Render the lines below as a Markdown table with two columns, Row and Line, numbering each row and skipping any blank lines. Leave the pictures out.

-- start --

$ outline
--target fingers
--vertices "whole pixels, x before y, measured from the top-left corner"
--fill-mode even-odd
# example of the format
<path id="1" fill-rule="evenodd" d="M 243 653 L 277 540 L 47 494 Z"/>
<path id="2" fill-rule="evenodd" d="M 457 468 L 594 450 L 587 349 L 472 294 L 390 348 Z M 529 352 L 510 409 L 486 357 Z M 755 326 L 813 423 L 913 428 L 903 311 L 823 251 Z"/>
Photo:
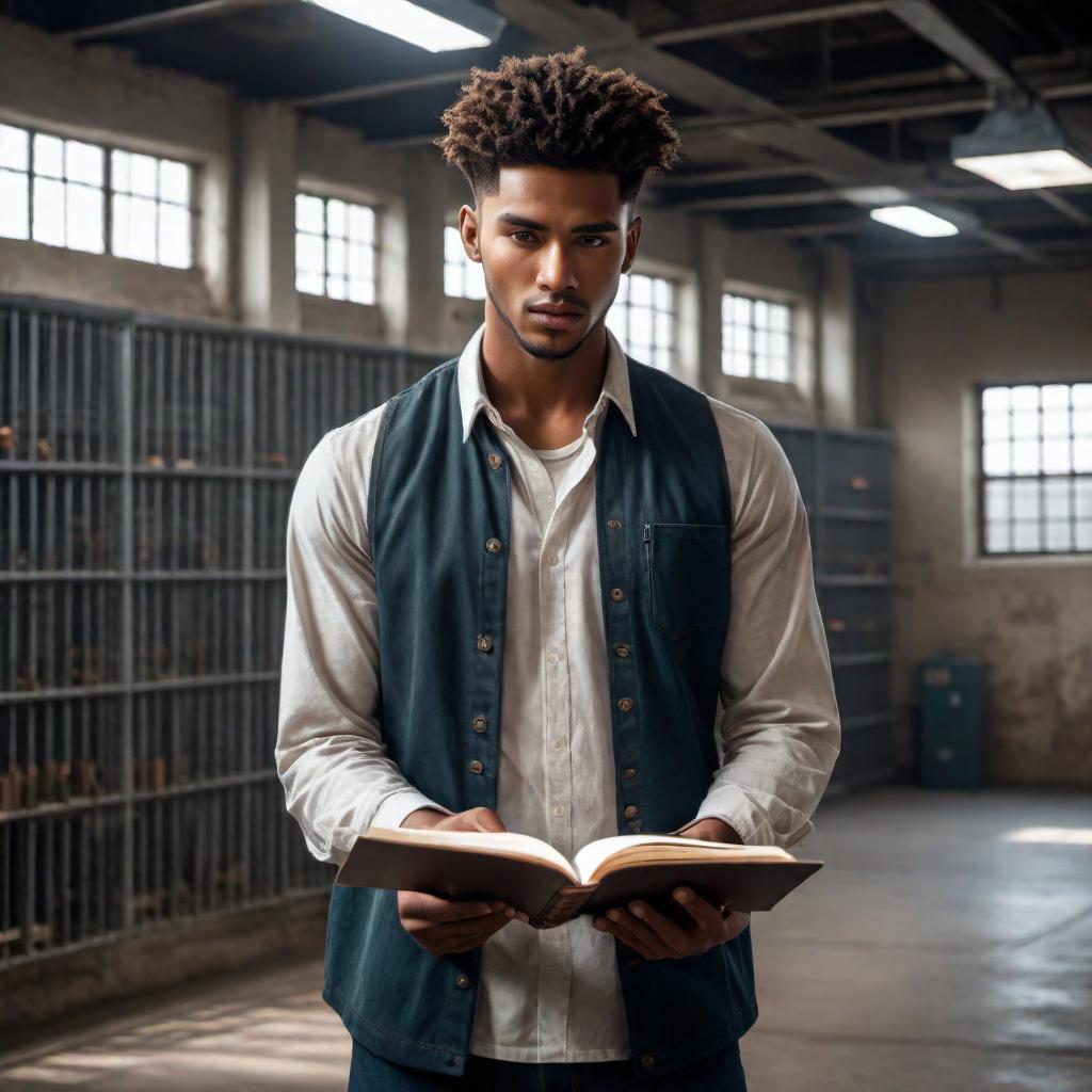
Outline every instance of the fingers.
<path id="1" fill-rule="evenodd" d="M 460 922 L 467 917 L 482 917 L 502 910 L 507 904 L 496 899 L 492 902 L 456 902 L 424 891 L 399 892 L 399 916 L 402 923 L 414 921 L 423 925 L 440 922 Z"/>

-- end --

Task result:
| Row | Line |
|---|---|
| 1 | $ outline |
| 2 | --target fingers |
| 3 | --vertices "whole pixels, x before y, measured from the top-left corner" |
| 4 | --fill-mode even-odd |
| 5 | # example of the format |
| 6 | <path id="1" fill-rule="evenodd" d="M 243 653 L 277 540 L 47 494 Z"/> |
| 7 | <path id="2" fill-rule="evenodd" d="M 457 468 L 594 450 L 587 349 L 472 294 L 390 348 Z M 529 352 L 510 409 L 486 357 Z M 755 326 L 813 423 L 913 428 L 903 311 L 823 251 Z"/> |
| 8 | Photo: |
| 9 | Outline every instance of the fingers. |
| 10 | <path id="1" fill-rule="evenodd" d="M 460 922 L 467 917 L 482 917 L 502 910 L 507 904 L 496 899 L 492 902 L 456 902 L 424 891 L 399 892 L 399 916 L 402 923 L 414 921 L 423 925 L 440 922 Z"/> |